MATERIAL TO PROCESS -
"""
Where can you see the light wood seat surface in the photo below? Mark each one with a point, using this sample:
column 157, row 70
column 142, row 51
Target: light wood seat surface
"""
"""
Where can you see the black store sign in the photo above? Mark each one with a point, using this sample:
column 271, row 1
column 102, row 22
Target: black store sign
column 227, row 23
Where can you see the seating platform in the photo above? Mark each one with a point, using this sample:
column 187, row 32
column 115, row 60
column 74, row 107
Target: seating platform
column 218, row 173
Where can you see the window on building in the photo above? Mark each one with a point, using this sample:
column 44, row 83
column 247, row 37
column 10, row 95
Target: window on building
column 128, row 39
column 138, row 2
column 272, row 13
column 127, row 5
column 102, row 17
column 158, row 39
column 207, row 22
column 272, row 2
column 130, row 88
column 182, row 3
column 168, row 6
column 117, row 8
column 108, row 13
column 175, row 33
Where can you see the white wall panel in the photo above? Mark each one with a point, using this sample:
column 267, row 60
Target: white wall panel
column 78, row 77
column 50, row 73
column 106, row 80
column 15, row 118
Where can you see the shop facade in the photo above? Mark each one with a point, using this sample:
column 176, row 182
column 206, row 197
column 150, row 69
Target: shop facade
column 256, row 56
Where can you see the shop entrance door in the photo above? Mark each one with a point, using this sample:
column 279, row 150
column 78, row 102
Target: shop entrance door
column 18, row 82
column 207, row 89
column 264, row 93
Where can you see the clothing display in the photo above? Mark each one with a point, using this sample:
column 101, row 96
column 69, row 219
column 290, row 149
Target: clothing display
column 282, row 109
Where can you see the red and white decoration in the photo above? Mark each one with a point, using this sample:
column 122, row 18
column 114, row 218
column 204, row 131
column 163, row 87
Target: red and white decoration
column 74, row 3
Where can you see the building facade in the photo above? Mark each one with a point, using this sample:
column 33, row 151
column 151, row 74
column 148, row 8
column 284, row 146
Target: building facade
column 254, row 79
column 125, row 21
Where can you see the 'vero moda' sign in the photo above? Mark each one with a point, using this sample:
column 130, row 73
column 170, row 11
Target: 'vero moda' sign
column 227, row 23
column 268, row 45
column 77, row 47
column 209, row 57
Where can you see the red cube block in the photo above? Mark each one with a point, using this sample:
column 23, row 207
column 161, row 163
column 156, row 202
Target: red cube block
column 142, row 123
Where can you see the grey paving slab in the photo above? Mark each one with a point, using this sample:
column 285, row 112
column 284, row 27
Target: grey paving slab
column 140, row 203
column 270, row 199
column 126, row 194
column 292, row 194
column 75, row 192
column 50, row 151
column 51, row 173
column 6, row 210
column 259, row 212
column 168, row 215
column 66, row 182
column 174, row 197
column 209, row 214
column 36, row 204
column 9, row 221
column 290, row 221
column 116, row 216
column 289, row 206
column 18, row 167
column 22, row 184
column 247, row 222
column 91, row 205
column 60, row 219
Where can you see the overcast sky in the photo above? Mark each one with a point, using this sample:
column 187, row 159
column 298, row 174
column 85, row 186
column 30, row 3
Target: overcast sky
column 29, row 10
"""
Change "sample" to "pattern" throughout the records, starting at the line containing "Where can you see the black" and ending at the line containing "column 175, row 33". Give back only those lines, with nothing else altered.

Where can you see the black store sign in the photo above? Mark each one with a point, using this pattern:
column 271, row 1
column 102, row 22
Target: black store sign
column 227, row 23
Where can you see the seating platform in the photo above? Mark each one with a point, using this pattern:
column 187, row 32
column 115, row 60
column 74, row 107
Target: seating platform
column 218, row 173
Where can you see the window on building in the photo above? Mark each one with a point, using this pattern:
column 44, row 83
column 247, row 37
column 10, row 95
Target: window on building
column 128, row 39
column 138, row 2
column 272, row 13
column 127, row 5
column 102, row 17
column 158, row 39
column 207, row 22
column 272, row 2
column 130, row 88
column 182, row 3
column 168, row 6
column 117, row 8
column 108, row 13
column 175, row 33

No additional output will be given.